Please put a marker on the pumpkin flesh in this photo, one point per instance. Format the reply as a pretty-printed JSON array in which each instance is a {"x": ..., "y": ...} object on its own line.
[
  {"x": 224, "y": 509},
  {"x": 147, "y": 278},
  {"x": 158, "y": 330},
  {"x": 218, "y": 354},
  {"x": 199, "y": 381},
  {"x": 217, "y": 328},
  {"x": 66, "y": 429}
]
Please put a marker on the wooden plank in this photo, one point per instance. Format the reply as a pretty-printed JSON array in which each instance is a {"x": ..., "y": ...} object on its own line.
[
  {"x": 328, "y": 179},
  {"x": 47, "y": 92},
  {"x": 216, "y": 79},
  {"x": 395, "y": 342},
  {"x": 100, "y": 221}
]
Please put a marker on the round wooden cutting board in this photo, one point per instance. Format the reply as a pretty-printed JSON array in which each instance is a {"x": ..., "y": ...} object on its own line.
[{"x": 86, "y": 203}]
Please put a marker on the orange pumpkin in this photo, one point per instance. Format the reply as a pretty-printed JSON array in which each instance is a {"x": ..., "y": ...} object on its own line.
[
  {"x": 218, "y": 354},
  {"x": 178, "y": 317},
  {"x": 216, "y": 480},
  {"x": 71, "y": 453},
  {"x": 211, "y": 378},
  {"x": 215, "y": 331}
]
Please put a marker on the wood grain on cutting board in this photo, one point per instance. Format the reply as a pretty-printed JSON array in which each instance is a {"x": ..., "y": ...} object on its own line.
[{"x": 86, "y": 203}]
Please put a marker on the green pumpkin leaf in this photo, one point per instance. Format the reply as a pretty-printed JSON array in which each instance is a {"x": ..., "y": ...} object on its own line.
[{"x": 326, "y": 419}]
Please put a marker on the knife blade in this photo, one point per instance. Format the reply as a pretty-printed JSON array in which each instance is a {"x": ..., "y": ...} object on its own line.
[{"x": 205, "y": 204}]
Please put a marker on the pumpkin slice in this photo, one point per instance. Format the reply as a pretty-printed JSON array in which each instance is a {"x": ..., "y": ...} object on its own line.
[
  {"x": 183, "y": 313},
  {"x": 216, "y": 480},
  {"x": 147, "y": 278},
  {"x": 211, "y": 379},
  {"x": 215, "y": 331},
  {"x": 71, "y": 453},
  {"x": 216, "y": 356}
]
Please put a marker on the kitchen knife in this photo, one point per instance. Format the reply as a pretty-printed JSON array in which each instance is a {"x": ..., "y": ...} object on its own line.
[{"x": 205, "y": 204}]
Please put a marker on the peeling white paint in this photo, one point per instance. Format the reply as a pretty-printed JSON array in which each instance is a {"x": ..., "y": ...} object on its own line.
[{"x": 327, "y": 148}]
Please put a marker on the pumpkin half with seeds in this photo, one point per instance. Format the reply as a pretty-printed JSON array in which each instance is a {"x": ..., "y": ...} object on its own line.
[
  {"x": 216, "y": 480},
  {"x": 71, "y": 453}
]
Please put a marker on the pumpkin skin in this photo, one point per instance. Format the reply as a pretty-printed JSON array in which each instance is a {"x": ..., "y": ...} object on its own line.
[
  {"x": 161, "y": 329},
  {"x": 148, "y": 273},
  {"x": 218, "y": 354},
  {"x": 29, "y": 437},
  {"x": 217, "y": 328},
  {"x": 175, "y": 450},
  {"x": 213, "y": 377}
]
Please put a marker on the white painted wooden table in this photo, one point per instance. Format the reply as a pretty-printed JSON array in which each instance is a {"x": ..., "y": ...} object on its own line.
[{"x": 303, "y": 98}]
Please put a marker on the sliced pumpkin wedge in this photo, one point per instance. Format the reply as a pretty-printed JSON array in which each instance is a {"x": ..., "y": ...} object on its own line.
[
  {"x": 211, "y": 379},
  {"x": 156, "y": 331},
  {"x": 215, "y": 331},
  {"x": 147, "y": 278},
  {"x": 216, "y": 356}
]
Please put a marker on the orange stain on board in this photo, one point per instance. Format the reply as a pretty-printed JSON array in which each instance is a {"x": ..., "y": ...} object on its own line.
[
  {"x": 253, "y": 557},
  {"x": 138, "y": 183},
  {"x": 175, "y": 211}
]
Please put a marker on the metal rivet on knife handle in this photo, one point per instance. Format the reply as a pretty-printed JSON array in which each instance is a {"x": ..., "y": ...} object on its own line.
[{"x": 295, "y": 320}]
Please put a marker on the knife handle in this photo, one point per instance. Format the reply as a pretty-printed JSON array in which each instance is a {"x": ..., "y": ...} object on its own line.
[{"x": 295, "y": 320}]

◆ ◆ ◆ ◆ ◆ ◆ ◆

Please convert all the items above into a JSON list of strings, with one string for each line and any blank lines left out.

[
  "Please put a marker on the pumpkin flesh in this photo, one point per instance. Format the reply as a pretty-printed JSON array in which each instance is a {\"x\": ..., \"y\": ...} object on its own line.",
  "[",
  "  {\"x\": 224, \"y\": 509},",
  "  {\"x\": 147, \"y\": 278},",
  "  {\"x\": 158, \"y\": 330},",
  "  {\"x\": 218, \"y\": 354},",
  "  {\"x\": 199, \"y\": 381},",
  "  {\"x\": 217, \"y\": 328},",
  "  {\"x\": 66, \"y\": 429}",
  "]",
  "Please put a marker on the wooden plank in this photo, one point per instance. Format the reply as a pretty-printed JSON array in which each instance is a {\"x\": ..., \"y\": ...} object on its own line.",
  "[",
  "  {\"x\": 328, \"y\": 179},",
  "  {\"x\": 47, \"y\": 92},",
  "  {\"x\": 216, \"y\": 79},",
  "  {\"x\": 395, \"y\": 342},",
  "  {\"x\": 100, \"y\": 221}",
  "]",
  "Please put a marker on the round wooden cutting board in this photo, one point per instance. Format the reply as a pretty-printed JSON array in which each instance is a {\"x\": ..., \"y\": ...} object on its own line.",
  "[{\"x\": 86, \"y\": 203}]",
  "Please put a marker on the orange pumpkin in this photo, one point per instance. Format the reply as a pretty-printed JSON array in which each instance is a {\"x\": ..., \"y\": ...} object on its own line.",
  "[",
  "  {\"x\": 218, \"y\": 354},",
  "  {\"x\": 178, \"y\": 317},",
  "  {\"x\": 216, \"y\": 480},",
  "  {\"x\": 71, \"y\": 453},",
  "  {\"x\": 211, \"y\": 378},",
  "  {\"x\": 215, \"y\": 331}",
  "]",
  "Please put a marker on the wood grain on cutting board in this photo, one point per instance. Format the reply as a pretty-printed JSON array in which each instance is a {\"x\": ..., \"y\": ...} object on its own line.",
  "[{\"x\": 86, \"y\": 203}]",
  "Please put a marker on the green pumpkin leaf in this photo, one point per instance. Format the reply as a pretty-printed JSON array in which each instance is a {\"x\": ..., \"y\": ...} object on its own line.",
  "[{\"x\": 326, \"y\": 419}]",
  "Please put a marker on the knife blade in this photo, one point per instance. Format the reply as a pretty-printed JSON array in which each instance is a {\"x\": ..., \"y\": ...} object on its own line.",
  "[{\"x\": 205, \"y\": 204}]",
  "Please put a marker on the pumpkin slice in this photo, one point per instance. Format the reply as a pretty-printed JSON array in which each instance is a {\"x\": ..., \"y\": ...} object on its own line.",
  "[",
  "  {\"x\": 183, \"y\": 313},",
  "  {\"x\": 216, \"y\": 480},",
  "  {\"x\": 147, \"y\": 278},",
  "  {\"x\": 211, \"y\": 379},",
  "  {\"x\": 215, \"y\": 331},",
  "  {\"x\": 71, \"y\": 453},",
  "  {\"x\": 216, \"y\": 356}",
  "]",
  "Please put a marker on the kitchen knife in this photo, one point per instance. Format the reply as a pretty-printed JSON array in which each instance is a {\"x\": ..., \"y\": ...} object on its own line.",
  "[{\"x\": 205, \"y\": 204}]",
  "Please put a marker on the peeling white paint in this photo, one point per instance. Format the reply as a pretty-printed JSON array in which each instance is a {\"x\": ..., \"y\": ...} object on its own line.",
  "[{\"x\": 327, \"y\": 148}]",
  "Please put a marker on the pumpkin half with seeds in this photo, one point per instance. Format the reply as a pretty-printed JSON array in which each instance is a {\"x\": ..., \"y\": ...} object on its own line.",
  "[",
  "  {\"x\": 216, \"y\": 480},",
  "  {\"x\": 71, \"y\": 453}",
  "]",
  "Please put a marker on the pumpkin skin in this photo, one point per instance. Format the reply as a pretty-printed JSON array in which each instance is a {\"x\": ..., \"y\": ...} object on its own line.",
  "[",
  "  {\"x\": 161, \"y\": 329},",
  "  {\"x\": 148, \"y\": 273},",
  "  {\"x\": 218, \"y\": 354},",
  "  {\"x\": 29, \"y\": 437},",
  "  {\"x\": 217, \"y\": 328},",
  "  {\"x\": 175, \"y\": 450},",
  "  {\"x\": 213, \"y\": 377}",
  "]",
  "Please put a marker on the white painted wooden table in this photo, one point per instance. Format the reply as a pretty-printed JSON array in which each instance is a {\"x\": ..., \"y\": ...} object on its own line.",
  "[{\"x\": 303, \"y\": 98}]",
  "Please put a marker on the sliced pumpkin wedge in this photo, one point per instance. Format the reply as a pretty-printed JSON array in which each instance is a {\"x\": ..., \"y\": ...} object on its own line.",
  "[",
  "  {\"x\": 211, \"y\": 379},",
  "  {\"x\": 156, \"y\": 331},",
  "  {\"x\": 215, \"y\": 331},",
  "  {\"x\": 147, \"y\": 278},",
  "  {\"x\": 216, \"y\": 356}",
  "]",
  "Please put a marker on the orange stain on board in this photo, one point per instance. Format the reply as a pretty-printed JSON array in which each instance is a {\"x\": ..., \"y\": ...} object on its own line.",
  "[",
  "  {\"x\": 253, \"y\": 557},",
  "  {\"x\": 138, \"y\": 183},",
  "  {\"x\": 175, \"y\": 211}",
  "]",
  "Please put a marker on the metal rivet on knife handle in this photo, one point per instance. Format the reply as a pretty-printed JSON array in which each instance is a {\"x\": ..., \"y\": ...} object on its own line.",
  "[{\"x\": 295, \"y\": 320}]",
  "Please put a marker on the knife handle in this photo, one point per instance. Format the reply as a pretty-printed JSON array in which each instance is a {\"x\": ..., \"y\": ...} object on its own line.",
  "[{\"x\": 295, \"y\": 320}]"
]